══ MATERIAL PROVIDED

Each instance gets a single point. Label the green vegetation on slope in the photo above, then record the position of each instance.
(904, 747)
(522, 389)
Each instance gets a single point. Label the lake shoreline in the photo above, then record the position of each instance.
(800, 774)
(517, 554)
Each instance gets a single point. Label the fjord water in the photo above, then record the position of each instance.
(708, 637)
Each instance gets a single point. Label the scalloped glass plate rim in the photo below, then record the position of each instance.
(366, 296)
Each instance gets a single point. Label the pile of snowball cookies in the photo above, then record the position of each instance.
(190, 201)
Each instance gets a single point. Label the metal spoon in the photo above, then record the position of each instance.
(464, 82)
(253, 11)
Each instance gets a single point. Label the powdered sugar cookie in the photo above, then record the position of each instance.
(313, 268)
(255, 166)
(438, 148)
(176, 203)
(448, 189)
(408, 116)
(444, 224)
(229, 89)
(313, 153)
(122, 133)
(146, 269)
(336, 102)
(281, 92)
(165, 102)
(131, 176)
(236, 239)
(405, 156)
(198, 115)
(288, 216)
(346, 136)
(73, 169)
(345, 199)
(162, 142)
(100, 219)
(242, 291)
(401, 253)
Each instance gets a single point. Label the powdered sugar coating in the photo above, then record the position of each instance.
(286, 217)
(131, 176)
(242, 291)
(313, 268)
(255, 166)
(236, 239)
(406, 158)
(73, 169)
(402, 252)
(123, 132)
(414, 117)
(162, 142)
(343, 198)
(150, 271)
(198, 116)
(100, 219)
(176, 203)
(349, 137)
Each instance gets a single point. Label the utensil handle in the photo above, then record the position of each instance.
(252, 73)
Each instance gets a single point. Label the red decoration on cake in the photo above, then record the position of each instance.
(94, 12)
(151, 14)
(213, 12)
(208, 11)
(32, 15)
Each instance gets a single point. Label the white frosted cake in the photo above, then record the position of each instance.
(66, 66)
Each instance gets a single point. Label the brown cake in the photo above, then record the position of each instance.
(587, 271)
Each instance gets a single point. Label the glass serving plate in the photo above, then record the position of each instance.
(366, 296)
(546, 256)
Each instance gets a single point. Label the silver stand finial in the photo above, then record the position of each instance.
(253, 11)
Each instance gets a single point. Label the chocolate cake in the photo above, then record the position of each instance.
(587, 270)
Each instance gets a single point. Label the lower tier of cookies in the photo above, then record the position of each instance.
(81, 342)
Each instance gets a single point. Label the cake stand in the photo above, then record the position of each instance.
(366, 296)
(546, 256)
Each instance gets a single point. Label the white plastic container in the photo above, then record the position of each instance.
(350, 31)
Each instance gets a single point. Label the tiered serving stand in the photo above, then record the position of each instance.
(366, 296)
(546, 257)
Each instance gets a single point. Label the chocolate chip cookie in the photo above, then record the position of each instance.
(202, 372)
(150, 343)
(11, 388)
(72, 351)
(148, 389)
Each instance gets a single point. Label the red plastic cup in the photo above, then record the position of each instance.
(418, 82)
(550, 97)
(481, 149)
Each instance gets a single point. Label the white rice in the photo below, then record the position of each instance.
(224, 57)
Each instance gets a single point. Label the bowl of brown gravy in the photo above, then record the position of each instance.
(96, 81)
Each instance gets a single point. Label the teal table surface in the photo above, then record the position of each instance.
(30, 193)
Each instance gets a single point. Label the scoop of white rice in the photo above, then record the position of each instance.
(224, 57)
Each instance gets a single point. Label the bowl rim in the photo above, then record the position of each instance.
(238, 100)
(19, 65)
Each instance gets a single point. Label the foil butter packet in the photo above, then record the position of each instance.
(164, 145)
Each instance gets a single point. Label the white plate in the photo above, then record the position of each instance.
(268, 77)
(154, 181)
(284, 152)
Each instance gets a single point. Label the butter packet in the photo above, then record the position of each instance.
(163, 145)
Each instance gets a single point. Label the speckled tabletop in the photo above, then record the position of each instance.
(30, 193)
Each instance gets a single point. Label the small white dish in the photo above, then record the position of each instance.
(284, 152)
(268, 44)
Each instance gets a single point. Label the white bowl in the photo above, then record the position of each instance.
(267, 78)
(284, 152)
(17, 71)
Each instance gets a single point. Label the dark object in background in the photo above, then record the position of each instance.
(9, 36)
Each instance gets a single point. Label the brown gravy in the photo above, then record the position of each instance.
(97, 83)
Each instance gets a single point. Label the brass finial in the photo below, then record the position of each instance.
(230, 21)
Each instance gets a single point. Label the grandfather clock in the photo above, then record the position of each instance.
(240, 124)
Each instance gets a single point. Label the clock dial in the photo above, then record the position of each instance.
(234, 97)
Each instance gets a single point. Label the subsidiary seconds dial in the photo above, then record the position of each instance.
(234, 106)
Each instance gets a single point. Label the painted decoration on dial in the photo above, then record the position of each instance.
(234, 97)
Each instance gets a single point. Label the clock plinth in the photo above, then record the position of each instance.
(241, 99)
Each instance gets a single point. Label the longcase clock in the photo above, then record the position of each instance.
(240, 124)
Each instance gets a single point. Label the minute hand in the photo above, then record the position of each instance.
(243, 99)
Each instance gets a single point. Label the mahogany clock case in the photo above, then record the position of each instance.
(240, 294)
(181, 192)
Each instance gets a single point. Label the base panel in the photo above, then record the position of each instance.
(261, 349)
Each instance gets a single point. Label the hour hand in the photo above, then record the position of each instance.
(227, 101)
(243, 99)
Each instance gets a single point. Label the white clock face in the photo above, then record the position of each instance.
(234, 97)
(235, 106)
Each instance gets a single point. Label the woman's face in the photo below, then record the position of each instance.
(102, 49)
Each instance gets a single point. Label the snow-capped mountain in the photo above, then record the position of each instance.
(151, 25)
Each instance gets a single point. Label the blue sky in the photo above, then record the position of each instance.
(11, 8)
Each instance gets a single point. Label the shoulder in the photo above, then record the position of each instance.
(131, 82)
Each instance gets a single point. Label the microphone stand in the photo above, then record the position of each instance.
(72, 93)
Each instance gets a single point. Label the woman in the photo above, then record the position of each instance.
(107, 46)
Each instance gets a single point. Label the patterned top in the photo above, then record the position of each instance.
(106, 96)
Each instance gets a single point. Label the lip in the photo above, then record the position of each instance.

════

SET EXERCISE. Write out the lines of every item above, copying each one word for word.

ANSWER FOR THIS EXERCISE.
Each instance gets a single point. Label the green vegetation on slope in the photo above, then record the position of each instance.
(904, 747)
(522, 389)
Each instance gets a single point. Label the lake shoreline in the photo above, then record the position of each instance.
(800, 774)
(517, 554)
Each instance gets a single point. Label the fjord water in the photo above, then record the position of each instance.
(708, 637)
Each instance gets a single point. Label the scalloped glass plate rim in the photo below, then record the position of each instance.
(366, 296)
Each instance gets a single point. Label the pile of snowball cookies in the photo above, then record the position of each instance.
(190, 201)
Each instance gets a single point. Label the metal spoon in the photo above, then record the position of each instance.
(464, 82)
(253, 11)
Each instance gets a single point. Label the powdered sugar cookie in the photo above, then record the position of each instance.
(313, 268)
(255, 166)
(438, 148)
(176, 203)
(448, 189)
(408, 116)
(444, 224)
(229, 89)
(313, 153)
(122, 133)
(146, 269)
(336, 102)
(281, 92)
(165, 102)
(131, 176)
(236, 239)
(405, 156)
(198, 115)
(288, 216)
(346, 136)
(73, 169)
(345, 199)
(162, 142)
(100, 219)
(242, 291)
(401, 253)
Each instance gets a single point. Label the powdered sugar coating in the photo above, then record the position of each instance.
(286, 217)
(131, 176)
(242, 291)
(313, 268)
(255, 166)
(236, 239)
(406, 158)
(73, 169)
(402, 252)
(123, 132)
(414, 117)
(162, 142)
(343, 198)
(150, 271)
(198, 116)
(100, 219)
(176, 203)
(349, 137)
Each instance gets a single point. Label the utensil handle in the photo above, then record the position of each instance.
(252, 73)
Each instance gets a single point. Label the red decoration on cake in the photo above, then record the position of each instance.
(94, 12)
(151, 14)
(213, 12)
(208, 11)
(32, 15)
Each instance gets a single point. Label the white frosted cake in the photo above, then record the position of each instance.
(66, 66)
Each instance gets a single point. Label the brown cake in the photo above, then record the position of each instance.
(587, 271)
Each instance gets a single point. Label the glass serving plate in the photo above, then record the position of each instance.
(366, 296)
(546, 256)
Each instance gets a single point. Label the silver stand finial in the photo above, then record the position of each instance.
(253, 11)
Each instance gets a single point. Label the chocolate cake in the photo above, then record the position of each instance.
(587, 270)
Each instance gets a single point. Label the lower tier of cookies in the photo above, then record the position of each instance.
(81, 342)
Each instance gets a single point. Label the cake stand in the photo above, then record the position of each instance.
(366, 296)
(546, 256)
Each instance gets a single point. Label the white plastic container in the photo above, then record the position of each instance.
(350, 31)
Each instance gets a single point. Label the tiered serving stand in the photo above, then record the position of each instance.
(366, 296)
(546, 257)
Each instance gets a single point. Label the chocolate chip cookie in the photo above, then record the position of each instance.
(202, 372)
(150, 343)
(11, 388)
(72, 351)
(148, 389)
Each instance gets a single point. Label the red plastic cup in the photo above, then record the position of each instance.
(418, 82)
(550, 97)
(481, 149)
Each instance gets a single point. Label the white rice in the photo below, then record the position of each instance.
(224, 57)
Each instance gets a single point. Label the bowl of brown gravy in the photo above, then record the position of each instance.
(96, 81)
Each instance gets a single point. Label the teal table surface in the photo above, then record the position of each instance.
(30, 193)
Each instance gets a single point. Label the scoop of white rice in the photo above, then record the position of each instance.
(224, 57)
Each instance gets a single point. Label the bowl rim in the photo above, then record the position of each instance.
(238, 100)
(19, 65)
Each instance gets a single point. Label the foil butter packet in the photo above, then record the position of each instance.
(164, 145)
Each instance gets a single point. Label the white plate in the photo above, then record the position of each instance.
(268, 77)
(154, 181)
(284, 152)
Each instance gets a single point. Label the butter packet in the photo above, then record the position of each instance.
(163, 145)
Each instance gets a single point. Label the speckled tabletop in the photo above, then record the position of each instance.
(30, 193)
Each instance gets a single point. Label the small white dish in the photo above, then record the position of each instance.
(284, 152)
(268, 44)
Each instance gets a single point. Label the white bowl in the photo above, then record the position of each instance.
(267, 78)
(284, 152)
(17, 71)
Each instance gets a single point. Label the dark object in background in the photo above, then record the position of each instance.
(9, 36)
Each instance gets a single point. Label the brown gravy in the photo above, then record the position of each instance.
(97, 83)
Each instance gets a single point. Label the brass finial in the photo below, then record the position of each instance.
(230, 21)
Each instance gets a single point. Label the grandfather clock in the photo above, then record the position of each instance.
(240, 124)
Each instance gets a single point. Label the clock dial in the photo above, then record the position of each instance.
(234, 97)
Each instance gets a single point. Label the subsidiary seconds dial in the photo above, then record the position of each instance.
(234, 106)
Each instance gets a single point. Label the painted decoration on dial in the photo above, then record the position of each instance.
(234, 97)
Each instance gets a single point. Label the clock plinth in the photo above, then record the position of each instance.
(241, 99)
Each instance gets a single point. Label the longcase clock in the photo above, then record the position of each instance.
(240, 124)
Each instance gets a single point. Label the minute hand in the photo above, then record the position of each instance.
(243, 99)
Each instance gets a single point. Label the mahogany clock case in the photo above, then record the position of each instance.
(240, 294)
(181, 192)
Each instance gets a single point. Label the base panel in the photo above, then record the position of each instance.
(261, 349)
Each instance gets a single point. Label the hour hand in the photo above, then record the position of each instance.
(227, 101)
(243, 99)
Each instance gets a single point. Label the white clock face in the photo above, then record the position of each instance.
(234, 97)
(235, 106)
Each instance gets a single point. Label the woman's face in the photo below, then record the position of each instance.
(102, 49)
Each instance gets a single point. Label the snow-capped mountain in the photo above, then record the position of each instance.
(151, 25)
Each instance gets a single point. Label the blue sky in the photo above, then record the position of each instance.
(11, 8)
Each instance gets a single point. Label the shoulder in the photo above, then record the position of each instance.
(131, 82)
Each instance gets a single point. Label the microphone stand in the photo above, then record the position of each instance.
(72, 93)
Each instance gets a single point. Label the woman in the photo above, then record the position of each instance.
(107, 46)
Each instance gets a single point. Label the patterned top in the photo above, then record the position of each instance.
(106, 96)
Each instance gets a single point. Label the lip in the photo above, then record the position of each instance.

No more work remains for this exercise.